DOCUMENT TEXT:
Bessie Morse Bellingrath (1878 – 1943) was an Alabama philanthropist known for developing the Bellingrath Gardens and Home, the historic home of Bessie Morse Bellingrath and her husband, Mobile Coca-Cola Company president Walter Bellingrath. Bellingrath is remembered for her work creating the Bellingrath Gardens, as well as offering people hundreds of dollars in exchange for flowers for the gardens during a period of economic hardship. She was an honorary member-at-large of the Garden Clubs of America, and has been inducted into the Alabama Women's Hall of Fame.

Early life
Bellingrath was born in Mobile, Alabama, in 1878. She grew up as one of nine children in the family. Bellingrath studied the arts before becoming a stenographer at the Mobile Coca-Cola Company. She went on to marry Walter Bellingrath, the founder of Mobile's Coca-Cola bottling company. She left her job as a stenographer and instead began cultivating gardens at the couple's South Ann Street home in Mobile. Her love of azaleas in particular became the basis for Mobile's Azalea Trail.

STATED EXERCISE:
Can you repeat the Bessie Morse Bellingrath text from "Bessie Morse Bellingrath (1878" up to and including "Hall of Fame.", swapping "philanthropist" for "benefactor"? The entries are separate from the Bessie Morse Bellingrath text.

STORED ROWS:
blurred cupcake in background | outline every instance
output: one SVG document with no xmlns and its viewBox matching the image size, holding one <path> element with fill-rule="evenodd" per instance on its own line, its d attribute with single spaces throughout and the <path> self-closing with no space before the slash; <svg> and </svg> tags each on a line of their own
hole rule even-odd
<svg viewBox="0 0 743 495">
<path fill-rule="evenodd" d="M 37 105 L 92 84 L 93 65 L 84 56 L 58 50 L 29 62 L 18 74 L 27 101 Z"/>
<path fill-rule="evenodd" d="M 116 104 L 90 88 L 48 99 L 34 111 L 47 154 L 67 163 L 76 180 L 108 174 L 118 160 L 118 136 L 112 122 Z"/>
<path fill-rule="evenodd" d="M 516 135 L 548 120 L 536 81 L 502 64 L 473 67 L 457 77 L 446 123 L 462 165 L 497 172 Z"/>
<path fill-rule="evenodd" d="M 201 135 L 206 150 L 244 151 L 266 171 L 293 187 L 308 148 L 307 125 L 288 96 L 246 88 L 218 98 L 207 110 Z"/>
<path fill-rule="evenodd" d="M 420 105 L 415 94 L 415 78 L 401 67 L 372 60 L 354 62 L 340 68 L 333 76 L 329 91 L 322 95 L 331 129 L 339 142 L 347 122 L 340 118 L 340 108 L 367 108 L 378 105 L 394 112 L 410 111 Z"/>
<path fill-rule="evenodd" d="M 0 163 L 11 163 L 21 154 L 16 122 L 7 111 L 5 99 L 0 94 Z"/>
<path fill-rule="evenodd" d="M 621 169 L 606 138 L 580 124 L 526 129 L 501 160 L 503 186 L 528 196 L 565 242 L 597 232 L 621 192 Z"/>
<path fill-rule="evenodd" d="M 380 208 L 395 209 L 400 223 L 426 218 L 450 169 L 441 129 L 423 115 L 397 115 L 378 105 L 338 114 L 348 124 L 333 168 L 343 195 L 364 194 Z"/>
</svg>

FULL ANSWER:
Bessie Morse Bellingrath (1878 – 1943) was an Alabama benefactor known for developing the Bellingrath Gardens and Home, the historic home of Bessie Morse Bellingrath and her husband, Mobile Coca-Cola Company president Walter Bellingrath. Bellingrath is remembered for her work creating the Bellingrath Gardens, as well as offering people hundreds of dollars in exchange for flowers for the gardens during a period of economic hardship. She was an honorary member-at-large of the Garden Clubs of America, and has been inducted into the Alabama Women's Hall of Fame.